Hi,
I'm the author of PEARs I18Nv2 [1] module to which maintainance I kind of skittered into because I wanted to introduce a Win32/Linux independent setLocale().
Currently I want to utilze IBMs ICU resources [2] which encode unicode characters in the "\u00F4" way.
I already wrote a parser [3] for the ICU files, but searching the web I didn't find a cute way to convert these "\u00F4" characters.
Can anybody help out?
• • •
> [Tasks]:
a. In the forum post, what has the writer already written for the ICU files?
b. Transcribe the forum post word for word, starting at "I already wrote" and ending at "anybody help out?".

> [Dataset content]:
• • •
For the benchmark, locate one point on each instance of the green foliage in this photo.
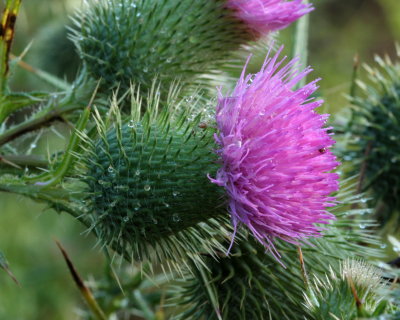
• • •
> [Set of answers]:
a. A parser.

b.
I already wrote a parser [3] for the ICU files, but searching the web I didn't find a cute way to convert these "\u00F4" characters.
Can anybody help out?